§ WRITTEN INSTRUCTION 1: How many massive star forming regions are in the sample described in the abstract?

══ DOCUMENT PASSAGE

We present a detailed 1.2 mm continuum and CS spectral line study of a large sample of 69 massive star forming regions in very early stages of evolution, most of them prior to building up an ultracompact HII region. The continuum data show a zoo of different morphologies and give detailed information on the spatial distributions, the masses, column densities and average densities of the whole sample. Fitting the radial intensity profiles shows that three parameters are needed to describe the spatial distribution of the sources: constant emission from the center out to a few arcsec radius followed by a first power law intensity distribution which steepens further outside into a second power law distribution. The mean inner power law intensity index mi (I~r^(-mi)) is 1.2 corresponding to density indices p (n~r^(-p)) of 1.6. In total the density distribution of our massive star formations sites seem to be not too different from their low-mass counterparts, but we show that setting tight constrains on the density indices is very difficult and subject to many possible errors. The local densities we derive from CS calculations are higher (up to one order of magnitude) than the mean densities we find via the mm-continuum. Such inhomogeneous density distribution reflects most likely the ubiquitous phenomenon of clumping and fragmentation in molecular clouds. Linewidth-mass relations show a departure from virial equilibrium in the stages of strongly collapsing cores.

15 pages, 13 jpeg-figures. Astrophysical Journal, in press

════

§ WRITTEN INSTRUCTION 2: Copy out the rows below, from the line containing "If you could point to the stone doorstep" through the end of the rows, and omit any pictures.

══ GIVEN DATA

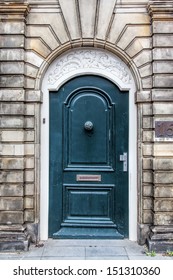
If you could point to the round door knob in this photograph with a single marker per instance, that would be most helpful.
(88, 125)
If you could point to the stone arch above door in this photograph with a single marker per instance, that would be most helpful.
(71, 64)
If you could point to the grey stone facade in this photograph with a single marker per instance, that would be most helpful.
(32, 35)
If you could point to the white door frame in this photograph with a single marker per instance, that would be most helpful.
(71, 64)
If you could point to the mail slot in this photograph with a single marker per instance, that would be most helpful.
(90, 178)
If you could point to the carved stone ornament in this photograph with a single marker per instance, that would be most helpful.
(89, 59)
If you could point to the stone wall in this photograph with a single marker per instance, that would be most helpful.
(32, 34)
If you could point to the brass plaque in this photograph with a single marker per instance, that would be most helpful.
(164, 129)
(88, 178)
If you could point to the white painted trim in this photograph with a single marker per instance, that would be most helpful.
(113, 69)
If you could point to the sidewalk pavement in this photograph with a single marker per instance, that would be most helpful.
(84, 249)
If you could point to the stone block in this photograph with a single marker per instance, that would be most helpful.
(163, 177)
(164, 205)
(163, 164)
(11, 203)
(162, 94)
(165, 40)
(33, 58)
(30, 82)
(147, 176)
(147, 216)
(147, 163)
(33, 96)
(29, 162)
(148, 203)
(11, 176)
(29, 135)
(12, 136)
(11, 190)
(28, 202)
(29, 149)
(147, 109)
(11, 217)
(68, 9)
(12, 55)
(162, 218)
(29, 189)
(11, 122)
(163, 191)
(138, 45)
(12, 67)
(147, 122)
(37, 45)
(12, 95)
(29, 109)
(29, 122)
(159, 27)
(162, 108)
(12, 163)
(11, 108)
(163, 149)
(148, 190)
(147, 150)
(14, 81)
(160, 67)
(148, 136)
(29, 216)
(11, 27)
(29, 175)
(14, 41)
(163, 53)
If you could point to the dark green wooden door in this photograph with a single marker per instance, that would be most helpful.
(88, 155)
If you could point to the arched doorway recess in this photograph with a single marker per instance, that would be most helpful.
(75, 63)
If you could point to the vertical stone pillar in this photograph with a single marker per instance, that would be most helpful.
(13, 124)
(161, 12)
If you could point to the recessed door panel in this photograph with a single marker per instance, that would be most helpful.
(88, 140)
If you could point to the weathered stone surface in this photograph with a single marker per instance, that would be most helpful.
(163, 163)
(163, 191)
(163, 177)
(28, 202)
(148, 122)
(164, 80)
(29, 216)
(29, 189)
(148, 190)
(147, 150)
(147, 217)
(15, 81)
(12, 163)
(161, 108)
(147, 163)
(15, 41)
(148, 203)
(161, 218)
(11, 217)
(12, 95)
(12, 54)
(12, 136)
(11, 176)
(163, 150)
(12, 108)
(147, 176)
(10, 204)
(164, 205)
(147, 136)
(29, 175)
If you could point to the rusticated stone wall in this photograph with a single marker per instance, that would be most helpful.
(32, 34)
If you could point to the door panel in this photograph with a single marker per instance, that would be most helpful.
(88, 133)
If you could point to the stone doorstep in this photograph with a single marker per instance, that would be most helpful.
(160, 246)
(13, 246)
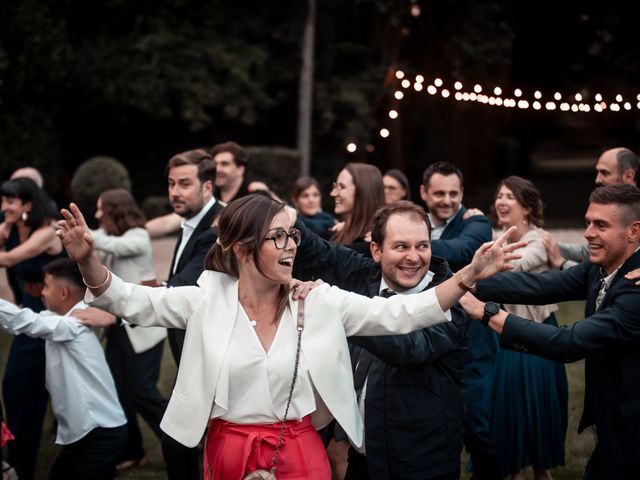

════

§ WRITTEN RESPONSE 1: 69

§ WRITTEN RESPONSE 2:
If you could point to the stone doorstep in this photograph with a single marker per instance, that would be most helpful.
(160, 246)
(13, 246)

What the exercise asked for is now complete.